[start of Entries supplied]
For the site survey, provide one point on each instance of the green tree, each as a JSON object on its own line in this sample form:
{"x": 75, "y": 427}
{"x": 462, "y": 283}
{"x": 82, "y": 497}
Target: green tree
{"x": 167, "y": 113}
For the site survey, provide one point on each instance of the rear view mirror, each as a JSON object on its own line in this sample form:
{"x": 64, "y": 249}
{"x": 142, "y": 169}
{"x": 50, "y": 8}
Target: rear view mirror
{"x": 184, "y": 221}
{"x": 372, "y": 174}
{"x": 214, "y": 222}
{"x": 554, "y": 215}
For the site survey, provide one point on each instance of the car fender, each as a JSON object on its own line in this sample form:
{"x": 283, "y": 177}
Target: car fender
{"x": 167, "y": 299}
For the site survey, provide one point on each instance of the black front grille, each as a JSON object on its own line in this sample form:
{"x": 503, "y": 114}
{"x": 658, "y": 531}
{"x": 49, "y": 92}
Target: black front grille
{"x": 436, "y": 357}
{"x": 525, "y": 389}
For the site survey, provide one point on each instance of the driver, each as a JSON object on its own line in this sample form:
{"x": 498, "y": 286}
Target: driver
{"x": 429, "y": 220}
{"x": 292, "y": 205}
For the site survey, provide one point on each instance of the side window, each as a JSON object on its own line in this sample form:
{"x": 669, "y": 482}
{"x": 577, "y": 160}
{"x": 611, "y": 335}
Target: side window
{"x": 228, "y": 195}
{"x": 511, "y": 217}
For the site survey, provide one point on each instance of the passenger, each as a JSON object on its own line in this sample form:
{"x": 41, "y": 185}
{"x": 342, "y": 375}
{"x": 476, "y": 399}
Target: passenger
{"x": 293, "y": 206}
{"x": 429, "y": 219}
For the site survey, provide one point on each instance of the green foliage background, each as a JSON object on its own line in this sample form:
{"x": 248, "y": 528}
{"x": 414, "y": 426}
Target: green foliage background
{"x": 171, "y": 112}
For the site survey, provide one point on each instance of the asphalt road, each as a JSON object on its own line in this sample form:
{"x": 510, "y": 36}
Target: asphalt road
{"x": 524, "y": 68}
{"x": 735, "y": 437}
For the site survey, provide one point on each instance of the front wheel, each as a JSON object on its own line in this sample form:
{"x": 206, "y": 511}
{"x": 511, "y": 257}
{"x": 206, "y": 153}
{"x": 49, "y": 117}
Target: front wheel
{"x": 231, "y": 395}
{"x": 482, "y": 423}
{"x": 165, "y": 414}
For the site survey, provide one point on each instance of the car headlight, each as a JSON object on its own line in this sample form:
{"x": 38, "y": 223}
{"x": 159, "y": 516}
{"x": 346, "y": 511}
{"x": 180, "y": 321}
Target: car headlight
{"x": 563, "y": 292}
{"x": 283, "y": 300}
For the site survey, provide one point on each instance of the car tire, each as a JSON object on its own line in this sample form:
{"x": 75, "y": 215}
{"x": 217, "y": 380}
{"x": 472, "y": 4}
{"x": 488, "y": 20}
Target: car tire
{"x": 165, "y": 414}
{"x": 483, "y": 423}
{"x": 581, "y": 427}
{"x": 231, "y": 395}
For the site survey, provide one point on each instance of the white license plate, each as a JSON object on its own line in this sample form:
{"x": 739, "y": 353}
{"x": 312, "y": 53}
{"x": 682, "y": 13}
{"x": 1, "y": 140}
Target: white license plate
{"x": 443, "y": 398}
[end of Entries supplied]
*What you should do:*
Reproduce the entire listing above verbatim, keeping every line in its original order.

*Output for this task:*
For the site survey, provide one point on each instance of the green tree, each as a JSON object on its own line in this sample form:
{"x": 75, "y": 427}
{"x": 462, "y": 283}
{"x": 82, "y": 497}
Target: green tree
{"x": 167, "y": 113}
For the site survey, provide one point on each instance of the rear view mirror, each as a JSON object on its own line in this sample form:
{"x": 64, "y": 249}
{"x": 142, "y": 169}
{"x": 50, "y": 8}
Target: rear view mirror
{"x": 184, "y": 221}
{"x": 372, "y": 174}
{"x": 214, "y": 222}
{"x": 554, "y": 215}
For the site survey, provide one point on each instance of the car fender, each as a JSON object on its own line in this sample form:
{"x": 283, "y": 177}
Target: car fender
{"x": 167, "y": 299}
For the site survey, provide one point on each instance of the black front grille, each as a JSON object on its own line in this sample form:
{"x": 503, "y": 114}
{"x": 658, "y": 531}
{"x": 49, "y": 92}
Target: black front grille
{"x": 436, "y": 357}
{"x": 525, "y": 389}
For the site survey, provide one point on each instance of the driver, each as a JSON object on its own line in this sample form:
{"x": 498, "y": 286}
Target: driver
{"x": 429, "y": 220}
{"x": 292, "y": 205}
For the site survey, provide one point on each instance of the side window, each as a JSON object on its own line in this sample form:
{"x": 669, "y": 482}
{"x": 577, "y": 160}
{"x": 611, "y": 335}
Target: side window
{"x": 228, "y": 195}
{"x": 511, "y": 217}
For the site survey, provide one point on each instance of the passenger, each as a JSON object on its own line in this sample form:
{"x": 41, "y": 185}
{"x": 342, "y": 375}
{"x": 476, "y": 399}
Target: passenger
{"x": 293, "y": 206}
{"x": 429, "y": 219}
For the site survey, provide one point on each instance of the green foliage background, each as a JSON object on its own line in this sample form:
{"x": 248, "y": 528}
{"x": 414, "y": 426}
Target: green foliage background
{"x": 171, "y": 112}
For the site survey, provide one point on each instance of the asphalt road, each as a JSON object on its own line in this sample form:
{"x": 510, "y": 36}
Target: asphalt road
{"x": 524, "y": 68}
{"x": 735, "y": 437}
For the site survey, provide one point on each instance of the front wheel, each as a JSON object on its own line in this sample form:
{"x": 206, "y": 511}
{"x": 511, "y": 257}
{"x": 206, "y": 153}
{"x": 49, "y": 117}
Target: front wheel
{"x": 231, "y": 395}
{"x": 482, "y": 423}
{"x": 165, "y": 414}
For the site survey, provide one point on each instance of the car headlight, each as a JSON object on its own line in this sample form:
{"x": 38, "y": 223}
{"x": 159, "y": 516}
{"x": 346, "y": 511}
{"x": 180, "y": 321}
Target: car headlight
{"x": 563, "y": 292}
{"x": 283, "y": 300}
For the site survey, provide one point on each instance of the car tire, each as a JSON object on its own line in this sample form:
{"x": 75, "y": 215}
{"x": 217, "y": 380}
{"x": 472, "y": 4}
{"x": 488, "y": 20}
Target: car tire
{"x": 165, "y": 414}
{"x": 483, "y": 423}
{"x": 581, "y": 427}
{"x": 231, "y": 395}
For the site survey, provide one point on each instance of the white license plate, each as a JSON object on its own line in this sample form:
{"x": 739, "y": 353}
{"x": 312, "y": 53}
{"x": 682, "y": 13}
{"x": 1, "y": 140}
Target: white license plate
{"x": 443, "y": 398}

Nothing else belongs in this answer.